■ Objective A: Express the rows below as a JSON list of strings, one string per line with blank lines omitted, starting with the first line of the rows and going on through the line with "279,396 -> 372,426".

The old saw about how many words an image speaks—do you add or multiply when there’s a few of them in a row?

Comics Column #1: Windows on the Other Art
Photo: Jason Lutes

The old saw about how many words an image speaks—do you add or multiply when there’s a few of them in a row?

Keith has been gracious enough to invite me to crash the party every two weeks and talk about the comic medium. I don’t know, I guess maybe it’s come up here once or twice lately. In the last few years, the relationship between movies and comics—graphic novels, sequential art, choose your buzzwords and tap gloves—has gotten pretty complicated, at least in comparison to what it had been. And while I’ve been for many years a vocal advocate for the argument that comics have won the “fight” that many fans seem to think they’re having with the rest of polite society, there’s still some critical discussion regarding what is and is not possible with comics, and its nature as an occasional (or, as it seems these days, very frequent) source material for other media.

Image box annotation rows
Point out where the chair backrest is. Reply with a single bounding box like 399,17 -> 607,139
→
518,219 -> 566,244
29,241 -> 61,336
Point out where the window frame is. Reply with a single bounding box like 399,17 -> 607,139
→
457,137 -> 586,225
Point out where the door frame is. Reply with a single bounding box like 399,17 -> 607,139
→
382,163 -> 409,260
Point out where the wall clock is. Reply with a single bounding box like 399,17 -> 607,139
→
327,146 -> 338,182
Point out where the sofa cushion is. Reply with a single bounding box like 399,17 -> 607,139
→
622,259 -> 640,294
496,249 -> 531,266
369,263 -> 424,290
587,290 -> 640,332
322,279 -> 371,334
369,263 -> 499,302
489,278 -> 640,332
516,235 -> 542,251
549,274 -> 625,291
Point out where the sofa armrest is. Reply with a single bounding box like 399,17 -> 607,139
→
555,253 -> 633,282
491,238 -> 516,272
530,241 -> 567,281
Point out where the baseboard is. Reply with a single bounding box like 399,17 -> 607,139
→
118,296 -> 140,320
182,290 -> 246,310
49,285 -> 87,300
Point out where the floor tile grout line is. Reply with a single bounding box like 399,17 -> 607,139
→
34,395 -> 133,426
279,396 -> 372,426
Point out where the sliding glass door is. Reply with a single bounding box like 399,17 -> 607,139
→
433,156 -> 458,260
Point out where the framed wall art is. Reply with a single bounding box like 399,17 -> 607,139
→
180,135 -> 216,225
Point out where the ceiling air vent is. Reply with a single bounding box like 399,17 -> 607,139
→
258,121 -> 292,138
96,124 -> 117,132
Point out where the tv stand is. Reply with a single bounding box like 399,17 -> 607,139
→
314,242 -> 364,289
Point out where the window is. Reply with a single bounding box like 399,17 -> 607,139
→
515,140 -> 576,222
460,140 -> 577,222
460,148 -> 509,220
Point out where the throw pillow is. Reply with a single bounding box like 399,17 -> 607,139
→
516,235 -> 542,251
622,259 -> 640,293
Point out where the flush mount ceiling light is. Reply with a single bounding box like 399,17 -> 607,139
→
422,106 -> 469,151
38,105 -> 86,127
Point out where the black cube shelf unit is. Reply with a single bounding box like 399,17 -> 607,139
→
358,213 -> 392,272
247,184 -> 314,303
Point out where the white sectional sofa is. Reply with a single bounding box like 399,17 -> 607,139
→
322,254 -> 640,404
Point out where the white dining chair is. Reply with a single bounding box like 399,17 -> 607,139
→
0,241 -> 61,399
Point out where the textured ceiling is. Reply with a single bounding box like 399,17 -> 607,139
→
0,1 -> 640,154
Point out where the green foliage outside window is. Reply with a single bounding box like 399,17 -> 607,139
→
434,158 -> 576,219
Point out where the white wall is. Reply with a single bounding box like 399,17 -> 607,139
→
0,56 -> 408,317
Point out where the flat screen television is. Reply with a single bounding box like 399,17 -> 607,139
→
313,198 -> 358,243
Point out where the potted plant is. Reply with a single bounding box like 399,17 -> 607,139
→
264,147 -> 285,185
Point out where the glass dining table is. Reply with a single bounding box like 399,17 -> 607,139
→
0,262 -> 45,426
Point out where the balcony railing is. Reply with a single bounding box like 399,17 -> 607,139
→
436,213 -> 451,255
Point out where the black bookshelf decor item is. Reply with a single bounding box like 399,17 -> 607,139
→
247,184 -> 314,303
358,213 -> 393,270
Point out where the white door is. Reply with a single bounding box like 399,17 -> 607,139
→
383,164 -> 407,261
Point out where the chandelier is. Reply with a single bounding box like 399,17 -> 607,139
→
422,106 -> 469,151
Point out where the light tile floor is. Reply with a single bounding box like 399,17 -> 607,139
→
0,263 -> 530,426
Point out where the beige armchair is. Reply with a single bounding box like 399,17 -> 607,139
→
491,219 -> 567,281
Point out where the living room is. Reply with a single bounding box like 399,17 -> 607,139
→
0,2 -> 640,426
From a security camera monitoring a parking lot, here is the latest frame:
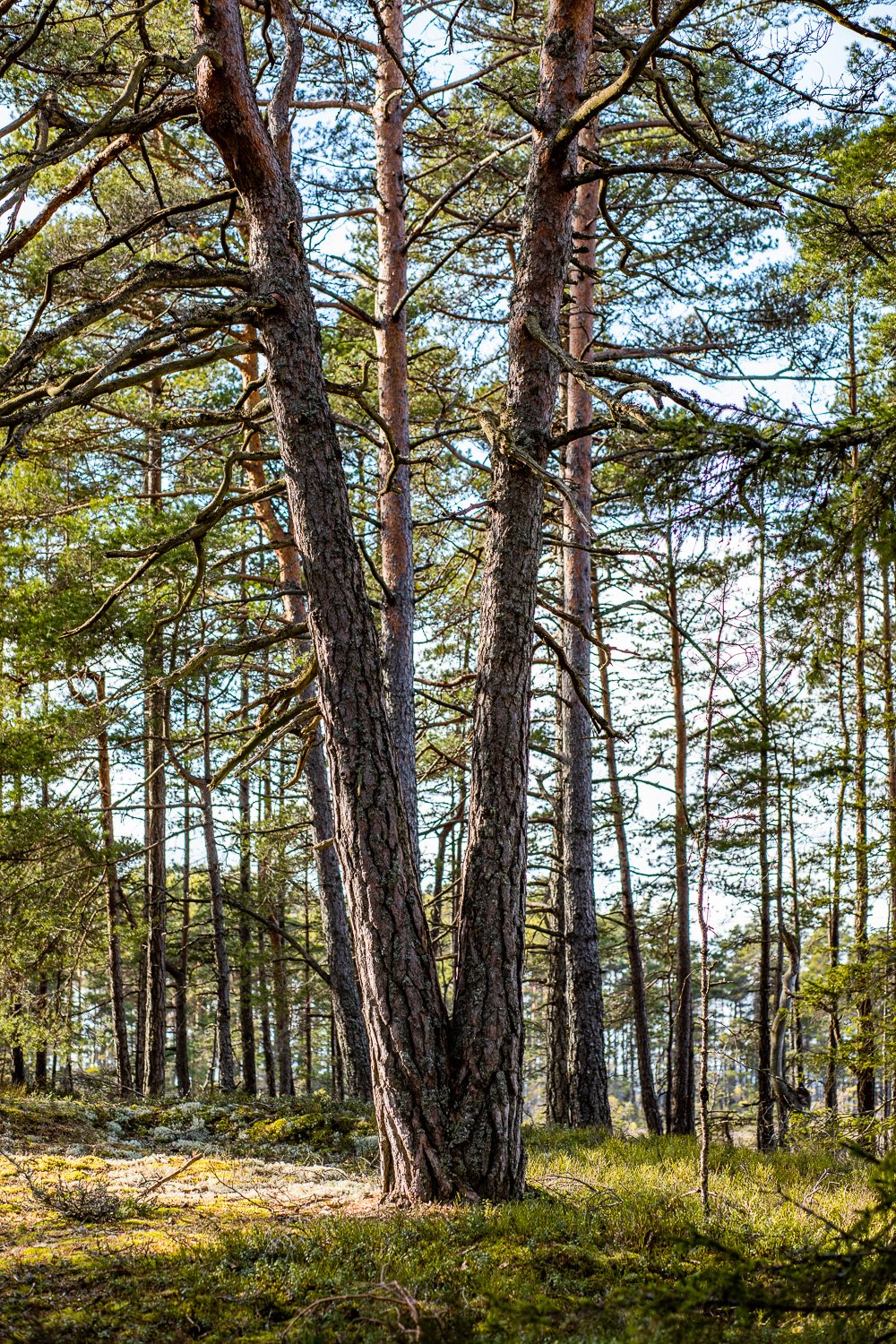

■ Objective B: According to the comics column above, how often was the writer invited to talk about the comic medium?

■ Task output A:
[
  "Point out where the chair backrest is. Reply with a single bounding box like 399,17 -> 607,139",
  "→",
  "518,219 -> 566,244",
  "29,241 -> 61,336",
  "Point out where the window frame is. Reply with a single bounding box like 399,17 -> 607,139",
  "→",
  "457,137 -> 586,225",
  "Point out where the door frame is. Reply with a single bounding box like 399,17 -> 607,139",
  "→",
  "382,163 -> 409,260",
  "Point out where the wall clock is. Reply with a single bounding box like 399,17 -> 607,139",
  "→",
  "327,146 -> 338,182",
  "Point out where the sofa cushion is. Reply with a single bounding box like 399,17 -> 607,139",
  "→",
  "622,259 -> 640,294",
  "496,249 -> 531,266",
  "369,263 -> 424,290",
  "587,290 -> 640,332",
  "322,279 -> 371,334",
  "369,263 -> 499,302",
  "489,278 -> 640,332",
  "516,235 -> 542,251",
  "549,274 -> 625,291",
  "Point out where the sofa armrest is. Reply with a single bounding box like 399,17 -> 607,139",
  "→",
  "555,253 -> 633,282",
  "491,238 -> 516,272",
  "530,241 -> 567,281",
  "Point out where the baseboard is. Reply with a single bounding box like 399,17 -> 607,139",
  "→",
  "118,296 -> 140,320",
  "182,290 -> 246,310",
  "49,285 -> 87,300",
  "Point out where the floor tile grout line is. Reply with a single bounding box like 399,17 -> 607,139",
  "→",
  "34,395 -> 133,426",
  "279,396 -> 372,426"
]

■ Task output B: Every two weeks.